--- START OF SUPPLIED RECORDS ---
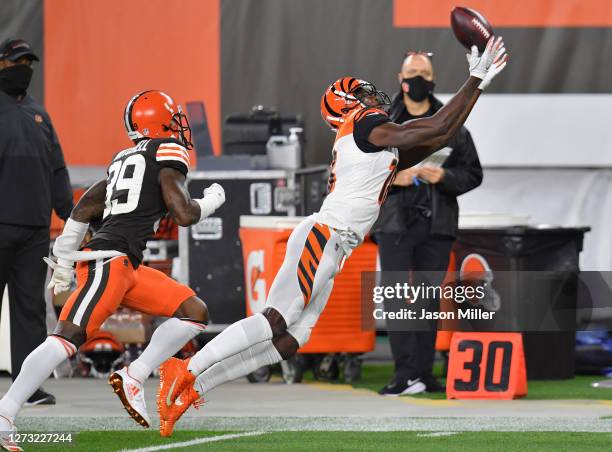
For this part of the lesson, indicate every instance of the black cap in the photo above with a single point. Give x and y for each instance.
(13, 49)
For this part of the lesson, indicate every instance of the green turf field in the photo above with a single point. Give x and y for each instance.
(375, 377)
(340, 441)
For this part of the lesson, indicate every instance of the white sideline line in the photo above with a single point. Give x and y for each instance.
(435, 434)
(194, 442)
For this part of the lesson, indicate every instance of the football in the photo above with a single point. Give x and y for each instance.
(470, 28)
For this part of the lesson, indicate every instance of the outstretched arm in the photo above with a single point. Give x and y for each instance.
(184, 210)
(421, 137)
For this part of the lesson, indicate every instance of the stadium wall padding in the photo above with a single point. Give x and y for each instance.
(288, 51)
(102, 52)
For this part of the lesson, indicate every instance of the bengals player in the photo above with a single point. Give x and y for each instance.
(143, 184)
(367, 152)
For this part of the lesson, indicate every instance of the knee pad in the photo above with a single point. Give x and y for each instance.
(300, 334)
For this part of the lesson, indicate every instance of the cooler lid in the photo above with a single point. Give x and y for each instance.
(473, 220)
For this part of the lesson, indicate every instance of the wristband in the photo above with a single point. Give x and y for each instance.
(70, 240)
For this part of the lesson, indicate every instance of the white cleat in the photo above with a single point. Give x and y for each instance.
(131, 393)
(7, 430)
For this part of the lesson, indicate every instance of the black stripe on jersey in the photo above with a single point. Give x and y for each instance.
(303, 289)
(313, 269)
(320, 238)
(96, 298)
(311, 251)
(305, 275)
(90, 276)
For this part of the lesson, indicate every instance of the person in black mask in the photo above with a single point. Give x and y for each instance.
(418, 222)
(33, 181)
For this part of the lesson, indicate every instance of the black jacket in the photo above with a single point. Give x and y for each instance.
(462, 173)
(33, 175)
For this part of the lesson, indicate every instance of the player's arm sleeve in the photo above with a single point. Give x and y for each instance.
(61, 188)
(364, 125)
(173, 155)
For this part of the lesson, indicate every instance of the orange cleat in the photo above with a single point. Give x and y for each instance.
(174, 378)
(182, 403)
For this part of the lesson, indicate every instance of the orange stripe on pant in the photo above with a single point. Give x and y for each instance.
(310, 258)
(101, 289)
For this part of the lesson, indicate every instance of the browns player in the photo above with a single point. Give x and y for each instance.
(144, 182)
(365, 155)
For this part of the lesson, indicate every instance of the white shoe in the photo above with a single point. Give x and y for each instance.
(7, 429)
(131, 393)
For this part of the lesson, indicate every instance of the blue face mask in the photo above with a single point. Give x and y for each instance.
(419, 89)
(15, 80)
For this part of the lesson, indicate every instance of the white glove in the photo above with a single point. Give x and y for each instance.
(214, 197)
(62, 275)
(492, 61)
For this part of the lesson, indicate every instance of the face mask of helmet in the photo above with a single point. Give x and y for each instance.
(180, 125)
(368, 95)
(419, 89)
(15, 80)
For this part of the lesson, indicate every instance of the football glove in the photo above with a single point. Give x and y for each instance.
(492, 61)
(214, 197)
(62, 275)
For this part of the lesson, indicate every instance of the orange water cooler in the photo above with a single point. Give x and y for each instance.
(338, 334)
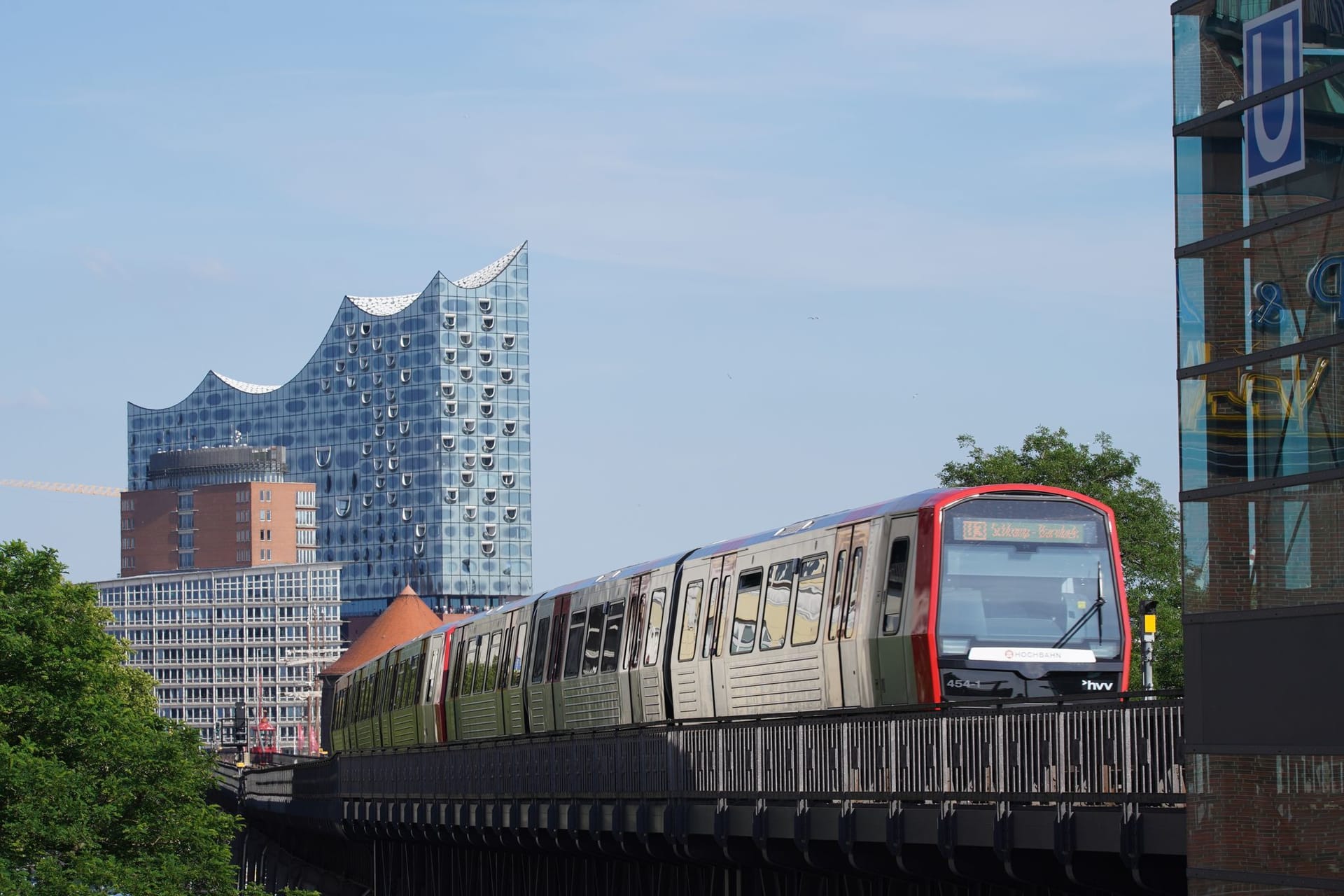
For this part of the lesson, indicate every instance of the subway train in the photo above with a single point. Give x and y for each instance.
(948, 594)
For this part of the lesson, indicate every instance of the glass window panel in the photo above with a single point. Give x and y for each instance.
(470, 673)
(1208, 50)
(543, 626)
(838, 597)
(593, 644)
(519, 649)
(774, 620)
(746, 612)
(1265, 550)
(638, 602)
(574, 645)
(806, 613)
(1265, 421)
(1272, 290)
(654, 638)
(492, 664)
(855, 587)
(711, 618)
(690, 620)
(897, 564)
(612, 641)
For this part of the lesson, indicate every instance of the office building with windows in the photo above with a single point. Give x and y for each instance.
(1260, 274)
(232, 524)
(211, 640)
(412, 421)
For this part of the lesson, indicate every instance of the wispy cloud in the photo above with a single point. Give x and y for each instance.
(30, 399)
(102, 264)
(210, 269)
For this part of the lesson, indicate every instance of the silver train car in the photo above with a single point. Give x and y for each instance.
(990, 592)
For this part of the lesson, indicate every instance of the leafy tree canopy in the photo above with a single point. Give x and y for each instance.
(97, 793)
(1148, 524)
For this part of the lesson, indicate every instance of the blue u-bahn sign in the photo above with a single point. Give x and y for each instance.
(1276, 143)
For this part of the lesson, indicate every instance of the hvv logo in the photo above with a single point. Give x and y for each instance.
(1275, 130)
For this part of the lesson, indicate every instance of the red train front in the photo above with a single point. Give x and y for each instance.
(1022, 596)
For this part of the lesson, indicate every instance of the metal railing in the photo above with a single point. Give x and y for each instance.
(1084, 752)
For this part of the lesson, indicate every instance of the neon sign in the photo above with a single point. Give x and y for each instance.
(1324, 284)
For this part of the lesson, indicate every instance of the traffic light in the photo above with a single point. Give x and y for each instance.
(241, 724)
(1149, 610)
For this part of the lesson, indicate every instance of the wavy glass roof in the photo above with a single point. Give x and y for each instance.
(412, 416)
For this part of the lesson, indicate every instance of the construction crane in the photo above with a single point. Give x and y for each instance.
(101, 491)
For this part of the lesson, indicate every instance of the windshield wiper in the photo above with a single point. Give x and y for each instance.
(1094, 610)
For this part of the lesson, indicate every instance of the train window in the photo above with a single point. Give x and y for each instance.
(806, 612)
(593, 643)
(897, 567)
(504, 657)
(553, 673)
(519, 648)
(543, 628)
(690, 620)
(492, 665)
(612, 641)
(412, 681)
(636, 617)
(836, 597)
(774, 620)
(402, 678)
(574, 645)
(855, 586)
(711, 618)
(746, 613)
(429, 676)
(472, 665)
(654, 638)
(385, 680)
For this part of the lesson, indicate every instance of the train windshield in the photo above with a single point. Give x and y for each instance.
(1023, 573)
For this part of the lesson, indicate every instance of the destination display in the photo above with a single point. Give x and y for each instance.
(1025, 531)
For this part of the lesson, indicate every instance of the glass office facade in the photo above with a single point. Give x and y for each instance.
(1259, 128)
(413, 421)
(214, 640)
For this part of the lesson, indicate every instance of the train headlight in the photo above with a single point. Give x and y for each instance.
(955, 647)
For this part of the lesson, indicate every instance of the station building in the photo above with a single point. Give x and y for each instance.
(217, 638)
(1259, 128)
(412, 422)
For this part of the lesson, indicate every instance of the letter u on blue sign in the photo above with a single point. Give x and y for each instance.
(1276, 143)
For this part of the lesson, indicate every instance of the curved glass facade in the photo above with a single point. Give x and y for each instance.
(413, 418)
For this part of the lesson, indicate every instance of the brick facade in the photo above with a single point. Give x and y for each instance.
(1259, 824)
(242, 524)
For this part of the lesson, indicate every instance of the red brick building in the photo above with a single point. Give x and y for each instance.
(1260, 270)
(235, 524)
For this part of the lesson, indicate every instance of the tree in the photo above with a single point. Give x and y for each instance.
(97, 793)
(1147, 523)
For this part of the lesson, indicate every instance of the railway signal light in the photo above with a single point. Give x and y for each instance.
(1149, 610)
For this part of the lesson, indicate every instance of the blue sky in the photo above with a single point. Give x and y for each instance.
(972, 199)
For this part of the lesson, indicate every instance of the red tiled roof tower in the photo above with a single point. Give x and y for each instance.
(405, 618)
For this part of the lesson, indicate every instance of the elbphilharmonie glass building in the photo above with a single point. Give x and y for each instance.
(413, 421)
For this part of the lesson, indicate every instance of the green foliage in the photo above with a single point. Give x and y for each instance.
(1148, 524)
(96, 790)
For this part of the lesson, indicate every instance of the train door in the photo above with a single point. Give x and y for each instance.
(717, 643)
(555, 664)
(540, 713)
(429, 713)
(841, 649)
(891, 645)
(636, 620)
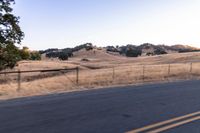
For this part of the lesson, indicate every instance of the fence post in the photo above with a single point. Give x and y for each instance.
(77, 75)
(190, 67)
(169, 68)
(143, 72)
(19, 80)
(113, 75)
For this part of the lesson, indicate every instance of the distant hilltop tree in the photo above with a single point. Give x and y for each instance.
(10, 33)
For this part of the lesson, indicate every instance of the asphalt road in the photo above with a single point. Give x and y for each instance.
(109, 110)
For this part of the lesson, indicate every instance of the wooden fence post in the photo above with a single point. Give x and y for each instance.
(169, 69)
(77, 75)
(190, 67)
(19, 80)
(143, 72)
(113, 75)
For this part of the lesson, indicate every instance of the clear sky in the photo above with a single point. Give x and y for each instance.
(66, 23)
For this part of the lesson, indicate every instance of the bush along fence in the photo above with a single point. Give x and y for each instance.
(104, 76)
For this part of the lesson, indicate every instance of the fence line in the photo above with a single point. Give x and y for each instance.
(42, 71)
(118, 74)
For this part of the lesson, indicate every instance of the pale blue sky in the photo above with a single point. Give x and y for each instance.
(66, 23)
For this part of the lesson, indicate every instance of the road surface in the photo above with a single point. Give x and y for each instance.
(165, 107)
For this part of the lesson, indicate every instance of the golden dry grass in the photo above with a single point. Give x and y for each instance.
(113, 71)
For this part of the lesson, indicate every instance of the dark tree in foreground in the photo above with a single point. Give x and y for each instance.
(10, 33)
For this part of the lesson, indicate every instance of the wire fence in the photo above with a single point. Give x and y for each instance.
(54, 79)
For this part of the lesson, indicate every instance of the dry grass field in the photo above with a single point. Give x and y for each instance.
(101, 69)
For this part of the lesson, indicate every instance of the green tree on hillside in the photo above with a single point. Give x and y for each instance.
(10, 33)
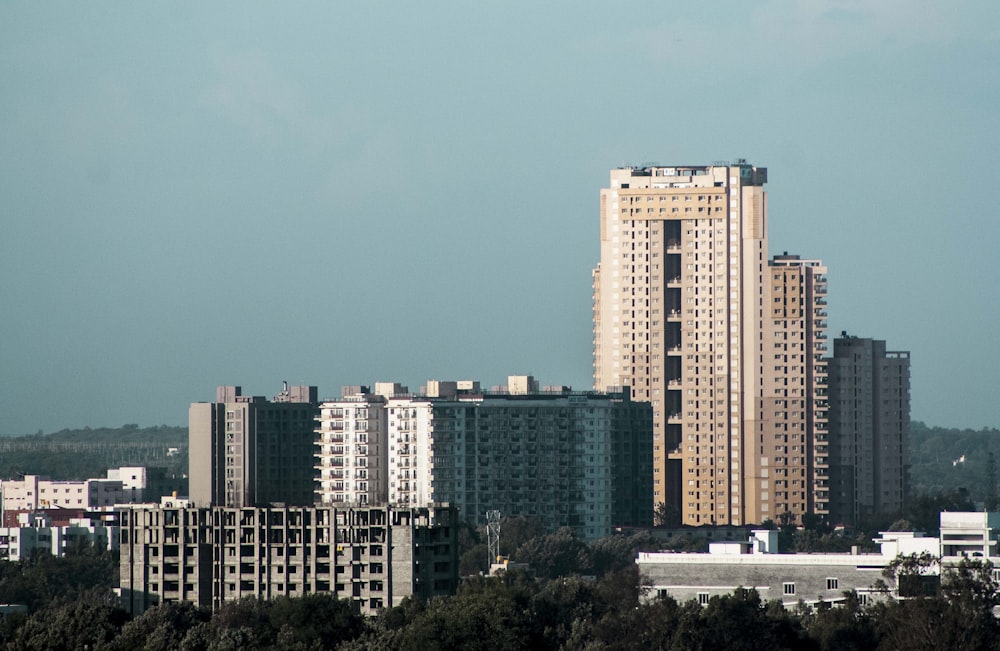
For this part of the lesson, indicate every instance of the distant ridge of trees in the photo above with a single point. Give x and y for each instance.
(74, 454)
--- END OF SUPPLIED RECORDS ---
WRITTEN EXERCISE:
Reproduce verbatim the lines from the one containing "of the leafy" through the one containing "(1022, 596)", both included.

WRITTEN SOLUTION:
For this part of the lesson, indicate every instance of the leafy tree canopy in the photo above with a single point. Give x and y for each instance.
(97, 793)
(1148, 524)
For this part of the lesson, indicate every instance of the blue u-bahn sign in the photo above with a single point. Give x and y for each instance.
(1276, 143)
For this part of the lesson, indicate every instance of the hvv logo in the photo above with a single point. Give x and y for each instance.
(1275, 130)
For this part of the lesson, indicate every instance of the red train front in the photo above with a single point. Give x and y for each instance.
(1022, 596)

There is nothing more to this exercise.